## THE TASK
In the account of a teen with type 1 diabetes at a homelessness fundraiser, at what age was Louis diagnosed with type 1 diabetes?

## DOCUMENT EXTRACT
My son, with type 1 diabetes recently learned a great deal about what he didn’t know about his diabetes when he participated in a homelessness fundraiser. Not only was his awareness raised about homelessness, but also his unawareness of what goes on with his glucose levels during the night became startlingly clear for the first time.
Louis, who was diagnosed at age 2 with type 1 diabetes, is now 13. He is ready for independence in many areas of his life that I am not quite ready for, especially since Louis is my oldest child. I have heard that the teen years can be tough with type 1 and his insistence on managing much of his diabetes, gives me great angst, but what is a mother to do?
“Sleep Out for Homelessness” is a local fundraiser where kids sleep, or in the case of an early frost, shiver the night away in cardboard boxes to raise money for the homeless. Louis insisted that neither I nor his dad be a chaperone for this event. None of the parent chaperones had children experience with type 1 so my husband kindly volunteered to sit in the car in the parking lot and do the glucose night watch duty. Louis was upset, but begrudgingly accepted our decision that one of us be in the vicinity to help with nighttime blood sugars.

## PROVIDED MATERIAL

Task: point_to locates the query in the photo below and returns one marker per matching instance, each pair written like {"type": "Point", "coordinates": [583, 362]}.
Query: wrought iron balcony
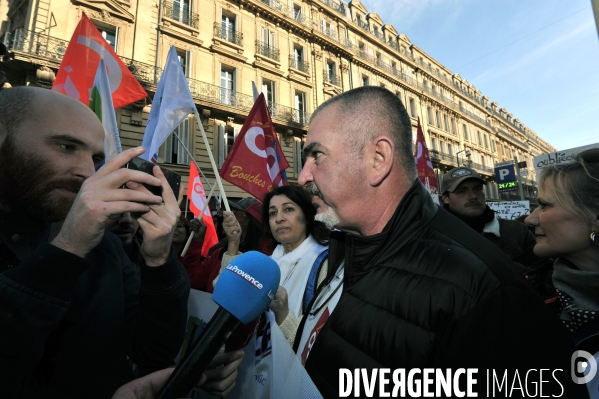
{"type": "Point", "coordinates": [228, 34]}
{"type": "Point", "coordinates": [298, 64]}
{"type": "Point", "coordinates": [332, 79]}
{"type": "Point", "coordinates": [180, 13]}
{"type": "Point", "coordinates": [145, 73]}
{"type": "Point", "coordinates": [38, 44]}
{"type": "Point", "coordinates": [218, 95]}
{"type": "Point", "coordinates": [267, 51]}
{"type": "Point", "coordinates": [277, 5]}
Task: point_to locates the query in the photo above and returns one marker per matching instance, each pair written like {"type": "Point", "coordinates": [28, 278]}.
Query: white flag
{"type": "Point", "coordinates": [172, 103]}
{"type": "Point", "coordinates": [101, 103]}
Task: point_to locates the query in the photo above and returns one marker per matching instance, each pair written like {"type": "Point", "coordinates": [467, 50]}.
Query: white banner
{"type": "Point", "coordinates": [269, 370]}
{"type": "Point", "coordinates": [510, 209]}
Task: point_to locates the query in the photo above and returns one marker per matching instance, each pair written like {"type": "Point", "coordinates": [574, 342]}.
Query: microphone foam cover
{"type": "Point", "coordinates": [247, 285]}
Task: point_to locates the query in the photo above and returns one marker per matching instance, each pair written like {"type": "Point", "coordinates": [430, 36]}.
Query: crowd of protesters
{"type": "Point", "coordinates": [370, 265]}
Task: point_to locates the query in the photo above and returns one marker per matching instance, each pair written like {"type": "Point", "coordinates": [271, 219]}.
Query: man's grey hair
{"type": "Point", "coordinates": [15, 106]}
{"type": "Point", "coordinates": [368, 111]}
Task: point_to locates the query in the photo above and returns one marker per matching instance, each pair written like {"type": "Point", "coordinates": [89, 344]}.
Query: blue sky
{"type": "Point", "coordinates": [548, 78]}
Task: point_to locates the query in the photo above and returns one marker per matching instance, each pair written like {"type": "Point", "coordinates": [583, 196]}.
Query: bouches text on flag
{"type": "Point", "coordinates": [80, 62]}
{"type": "Point", "coordinates": [424, 166]}
{"type": "Point", "coordinates": [171, 104]}
{"type": "Point", "coordinates": [256, 161]}
{"type": "Point", "coordinates": [197, 199]}
{"type": "Point", "coordinates": [101, 103]}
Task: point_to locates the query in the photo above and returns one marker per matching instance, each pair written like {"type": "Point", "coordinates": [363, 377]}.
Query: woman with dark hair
{"type": "Point", "coordinates": [301, 252]}
{"type": "Point", "coordinates": [566, 225]}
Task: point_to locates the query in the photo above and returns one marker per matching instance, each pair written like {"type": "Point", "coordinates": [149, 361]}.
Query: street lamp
{"type": "Point", "coordinates": [468, 153]}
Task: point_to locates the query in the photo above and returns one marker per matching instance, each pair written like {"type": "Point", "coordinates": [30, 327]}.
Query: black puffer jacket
{"type": "Point", "coordinates": [429, 291]}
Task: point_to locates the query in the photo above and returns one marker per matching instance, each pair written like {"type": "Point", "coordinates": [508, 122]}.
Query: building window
{"type": "Point", "coordinates": [412, 108]}
{"type": "Point", "coordinates": [174, 152]}
{"type": "Point", "coordinates": [300, 108]}
{"type": "Point", "coordinates": [227, 85]}
{"type": "Point", "coordinates": [268, 88]}
{"type": "Point", "coordinates": [266, 46]}
{"type": "Point", "coordinates": [109, 33]}
{"type": "Point", "coordinates": [331, 73]}
{"type": "Point", "coordinates": [298, 59]}
{"type": "Point", "coordinates": [185, 61]}
{"type": "Point", "coordinates": [226, 138]}
{"type": "Point", "coordinates": [181, 11]}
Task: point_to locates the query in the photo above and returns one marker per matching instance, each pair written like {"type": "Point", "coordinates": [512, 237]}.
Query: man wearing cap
{"type": "Point", "coordinates": [464, 197]}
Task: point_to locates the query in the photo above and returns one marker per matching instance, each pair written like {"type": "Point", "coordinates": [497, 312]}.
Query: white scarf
{"type": "Point", "coordinates": [295, 269]}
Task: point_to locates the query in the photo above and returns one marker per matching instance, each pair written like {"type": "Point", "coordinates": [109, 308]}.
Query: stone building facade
{"type": "Point", "coordinates": [298, 52]}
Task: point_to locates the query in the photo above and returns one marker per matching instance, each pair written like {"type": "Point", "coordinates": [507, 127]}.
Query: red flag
{"type": "Point", "coordinates": [80, 63]}
{"type": "Point", "coordinates": [197, 199]}
{"type": "Point", "coordinates": [424, 166]}
{"type": "Point", "coordinates": [256, 162]}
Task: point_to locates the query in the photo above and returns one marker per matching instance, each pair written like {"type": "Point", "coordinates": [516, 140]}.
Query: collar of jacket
{"type": "Point", "coordinates": [493, 227]}
{"type": "Point", "coordinates": [362, 253]}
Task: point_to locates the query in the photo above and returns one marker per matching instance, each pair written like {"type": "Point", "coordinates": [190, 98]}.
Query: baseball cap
{"type": "Point", "coordinates": [453, 178]}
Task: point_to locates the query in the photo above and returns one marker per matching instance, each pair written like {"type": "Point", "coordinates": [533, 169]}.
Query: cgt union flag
{"type": "Point", "coordinates": [80, 63]}
{"type": "Point", "coordinates": [424, 166]}
{"type": "Point", "coordinates": [256, 162]}
{"type": "Point", "coordinates": [197, 199]}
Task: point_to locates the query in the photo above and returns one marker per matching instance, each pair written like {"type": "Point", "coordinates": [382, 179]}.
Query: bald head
{"type": "Point", "coordinates": [369, 111]}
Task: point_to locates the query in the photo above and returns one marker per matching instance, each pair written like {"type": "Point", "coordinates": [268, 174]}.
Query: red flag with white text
{"type": "Point", "coordinates": [197, 199]}
{"type": "Point", "coordinates": [424, 166]}
{"type": "Point", "coordinates": [80, 62]}
{"type": "Point", "coordinates": [256, 162]}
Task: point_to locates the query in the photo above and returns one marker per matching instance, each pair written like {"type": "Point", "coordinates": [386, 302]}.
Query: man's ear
{"type": "Point", "coordinates": [382, 155]}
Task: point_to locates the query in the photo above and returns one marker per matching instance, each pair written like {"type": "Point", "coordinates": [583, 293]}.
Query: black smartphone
{"type": "Point", "coordinates": [173, 179]}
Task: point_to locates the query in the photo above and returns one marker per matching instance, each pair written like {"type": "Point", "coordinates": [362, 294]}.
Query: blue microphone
{"type": "Point", "coordinates": [243, 291]}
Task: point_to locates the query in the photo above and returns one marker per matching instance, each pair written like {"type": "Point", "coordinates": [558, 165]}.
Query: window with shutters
{"type": "Point", "coordinates": [109, 33]}
{"type": "Point", "coordinates": [300, 108]}
{"type": "Point", "coordinates": [174, 150]}
{"type": "Point", "coordinates": [226, 138]}
{"type": "Point", "coordinates": [185, 61]}
{"type": "Point", "coordinates": [268, 88]}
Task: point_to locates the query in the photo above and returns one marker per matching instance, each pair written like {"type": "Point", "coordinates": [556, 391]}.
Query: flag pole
{"type": "Point", "coordinates": [218, 180]}
{"type": "Point", "coordinates": [192, 158]}
{"type": "Point", "coordinates": [199, 217]}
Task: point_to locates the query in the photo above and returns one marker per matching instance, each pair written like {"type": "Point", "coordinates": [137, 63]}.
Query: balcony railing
{"type": "Point", "coordinates": [277, 5]}
{"type": "Point", "coordinates": [299, 64]}
{"type": "Point", "coordinates": [267, 51]}
{"type": "Point", "coordinates": [145, 73]}
{"type": "Point", "coordinates": [181, 13]}
{"type": "Point", "coordinates": [38, 44]}
{"type": "Point", "coordinates": [332, 79]}
{"type": "Point", "coordinates": [337, 6]}
{"type": "Point", "coordinates": [228, 34]}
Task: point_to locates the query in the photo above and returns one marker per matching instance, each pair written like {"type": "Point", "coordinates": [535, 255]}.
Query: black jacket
{"type": "Point", "coordinates": [429, 291]}
{"type": "Point", "coordinates": [67, 324]}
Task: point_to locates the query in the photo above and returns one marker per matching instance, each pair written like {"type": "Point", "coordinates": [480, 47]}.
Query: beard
{"type": "Point", "coordinates": [28, 185]}
{"type": "Point", "coordinates": [326, 216]}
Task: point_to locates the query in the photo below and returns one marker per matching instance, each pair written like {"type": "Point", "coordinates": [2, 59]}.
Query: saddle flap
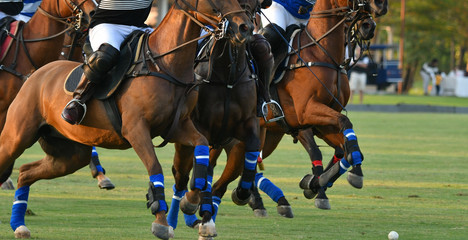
{"type": "Point", "coordinates": [8, 25]}
{"type": "Point", "coordinates": [291, 32]}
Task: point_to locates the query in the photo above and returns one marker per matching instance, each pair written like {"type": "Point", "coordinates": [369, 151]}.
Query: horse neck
{"type": "Point", "coordinates": [41, 26]}
{"type": "Point", "coordinates": [318, 27]}
{"type": "Point", "coordinates": [225, 54]}
{"type": "Point", "coordinates": [175, 30]}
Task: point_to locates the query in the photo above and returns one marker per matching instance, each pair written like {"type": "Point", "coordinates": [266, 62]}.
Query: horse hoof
{"type": "Point", "coordinates": [309, 194]}
{"type": "Point", "coordinates": [285, 211]}
{"type": "Point", "coordinates": [106, 184]}
{"type": "Point", "coordinates": [205, 238]}
{"type": "Point", "coordinates": [188, 207]}
{"type": "Point", "coordinates": [207, 230]}
{"type": "Point", "coordinates": [161, 231]}
{"type": "Point", "coordinates": [22, 232]}
{"type": "Point", "coordinates": [322, 203]}
{"type": "Point", "coordinates": [305, 181]}
{"type": "Point", "coordinates": [355, 180]}
{"type": "Point", "coordinates": [8, 185]}
{"type": "Point", "coordinates": [260, 213]}
{"type": "Point", "coordinates": [235, 198]}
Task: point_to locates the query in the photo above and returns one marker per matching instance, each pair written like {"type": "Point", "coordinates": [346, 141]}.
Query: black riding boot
{"type": "Point", "coordinates": [99, 63]}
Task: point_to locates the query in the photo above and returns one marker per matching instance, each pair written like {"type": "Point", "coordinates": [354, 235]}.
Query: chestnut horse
{"type": "Point", "coordinates": [313, 97]}
{"type": "Point", "coordinates": [150, 102]}
{"type": "Point", "coordinates": [32, 49]}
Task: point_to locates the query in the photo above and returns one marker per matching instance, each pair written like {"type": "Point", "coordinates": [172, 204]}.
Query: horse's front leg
{"type": "Point", "coordinates": [202, 177]}
{"type": "Point", "coordinates": [139, 137]}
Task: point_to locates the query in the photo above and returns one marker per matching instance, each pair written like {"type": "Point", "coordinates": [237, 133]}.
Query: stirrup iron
{"type": "Point", "coordinates": [278, 113]}
{"type": "Point", "coordinates": [83, 105]}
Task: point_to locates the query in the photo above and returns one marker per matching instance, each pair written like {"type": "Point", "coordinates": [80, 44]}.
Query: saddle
{"type": "Point", "coordinates": [130, 54]}
{"type": "Point", "coordinates": [9, 27]}
{"type": "Point", "coordinates": [291, 32]}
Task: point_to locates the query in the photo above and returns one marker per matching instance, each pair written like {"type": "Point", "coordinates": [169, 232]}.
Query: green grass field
{"type": "Point", "coordinates": [416, 183]}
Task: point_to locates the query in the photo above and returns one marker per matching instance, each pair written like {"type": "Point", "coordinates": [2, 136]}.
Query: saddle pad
{"type": "Point", "coordinates": [11, 26]}
{"type": "Point", "coordinates": [73, 79]}
{"type": "Point", "coordinates": [280, 71]}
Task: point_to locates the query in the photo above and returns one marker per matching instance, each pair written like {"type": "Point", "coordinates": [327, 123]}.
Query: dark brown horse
{"type": "Point", "coordinates": [31, 49]}
{"type": "Point", "coordinates": [312, 98]}
{"type": "Point", "coordinates": [152, 103]}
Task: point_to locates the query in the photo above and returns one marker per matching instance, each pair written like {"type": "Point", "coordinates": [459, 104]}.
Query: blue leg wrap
{"type": "Point", "coordinates": [158, 182]}
{"type": "Point", "coordinates": [202, 159]}
{"type": "Point", "coordinates": [173, 214]}
{"type": "Point", "coordinates": [268, 187]}
{"type": "Point", "coordinates": [250, 163]}
{"type": "Point", "coordinates": [206, 201]}
{"type": "Point", "coordinates": [19, 207]}
{"type": "Point", "coordinates": [353, 146]}
{"type": "Point", "coordinates": [344, 165]}
{"type": "Point", "coordinates": [216, 203]}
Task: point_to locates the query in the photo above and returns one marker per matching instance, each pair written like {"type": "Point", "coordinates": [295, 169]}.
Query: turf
{"type": "Point", "coordinates": [416, 183]}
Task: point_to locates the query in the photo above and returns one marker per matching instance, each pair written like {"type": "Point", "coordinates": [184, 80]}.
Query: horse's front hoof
{"type": "Point", "coordinates": [205, 238]}
{"type": "Point", "coordinates": [306, 181]}
{"type": "Point", "coordinates": [22, 232]}
{"type": "Point", "coordinates": [161, 231]}
{"type": "Point", "coordinates": [309, 194]}
{"type": "Point", "coordinates": [355, 177]}
{"type": "Point", "coordinates": [207, 230]}
{"type": "Point", "coordinates": [285, 211]}
{"type": "Point", "coordinates": [106, 184]}
{"type": "Point", "coordinates": [188, 207]}
{"type": "Point", "coordinates": [237, 200]}
{"type": "Point", "coordinates": [260, 213]}
{"type": "Point", "coordinates": [322, 203]}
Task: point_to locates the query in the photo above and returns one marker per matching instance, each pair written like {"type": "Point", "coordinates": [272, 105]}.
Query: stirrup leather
{"type": "Point", "coordinates": [83, 105]}
{"type": "Point", "coordinates": [276, 108]}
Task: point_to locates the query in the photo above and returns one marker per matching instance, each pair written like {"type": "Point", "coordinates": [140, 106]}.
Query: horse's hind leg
{"type": "Point", "coordinates": [98, 172]}
{"type": "Point", "coordinates": [63, 158]}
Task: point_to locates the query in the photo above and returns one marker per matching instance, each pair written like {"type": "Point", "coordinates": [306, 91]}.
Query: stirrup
{"type": "Point", "coordinates": [83, 105]}
{"type": "Point", "coordinates": [278, 113]}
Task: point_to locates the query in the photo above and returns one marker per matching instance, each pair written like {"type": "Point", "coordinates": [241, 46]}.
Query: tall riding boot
{"type": "Point", "coordinates": [95, 71]}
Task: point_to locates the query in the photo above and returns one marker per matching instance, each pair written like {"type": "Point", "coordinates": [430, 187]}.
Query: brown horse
{"type": "Point", "coordinates": [226, 109]}
{"type": "Point", "coordinates": [31, 49]}
{"type": "Point", "coordinates": [152, 103]}
{"type": "Point", "coordinates": [313, 97]}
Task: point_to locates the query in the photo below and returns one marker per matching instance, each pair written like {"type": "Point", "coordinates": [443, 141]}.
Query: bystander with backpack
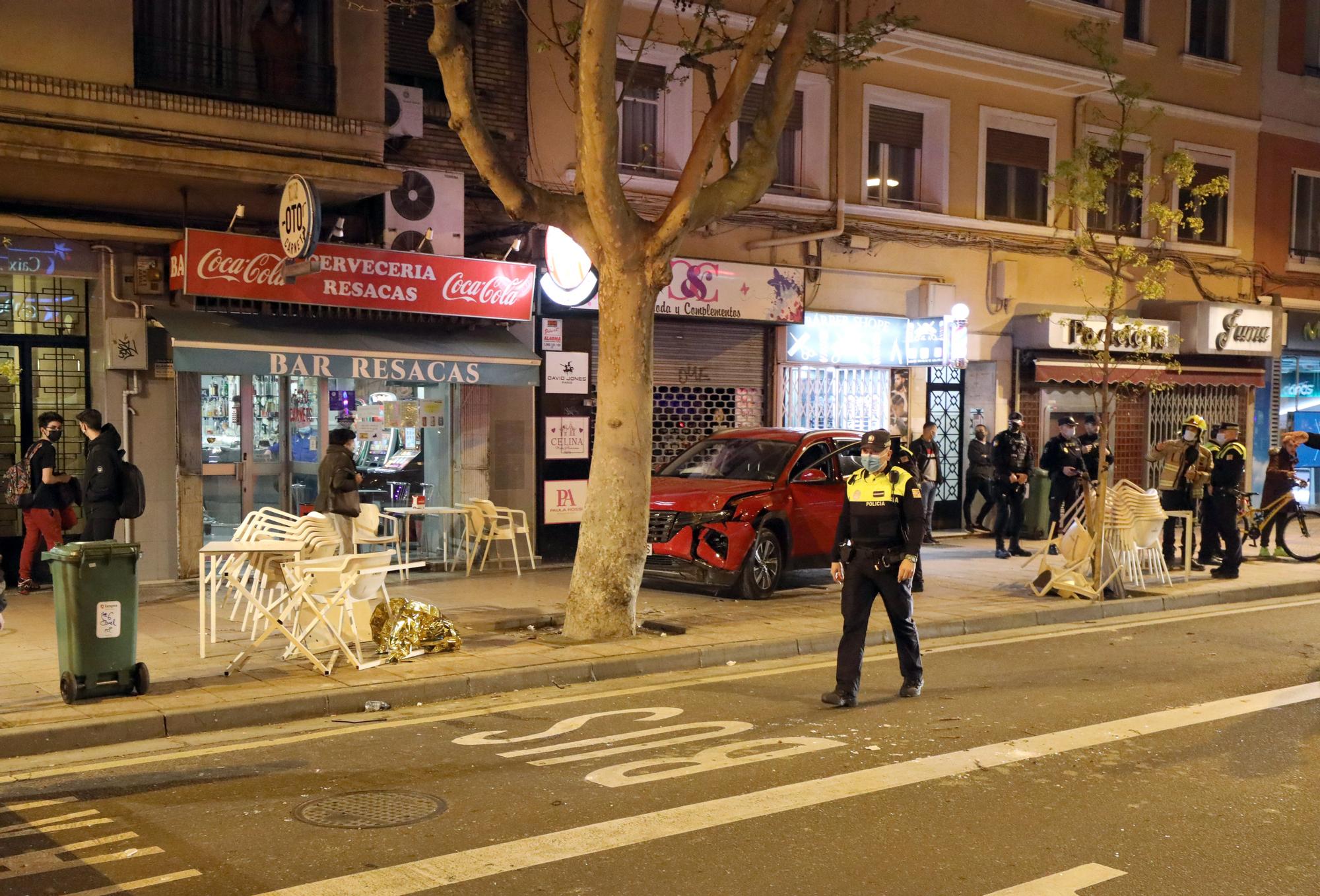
{"type": "Point", "coordinates": [104, 481]}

## TASK RESULT
At age 2.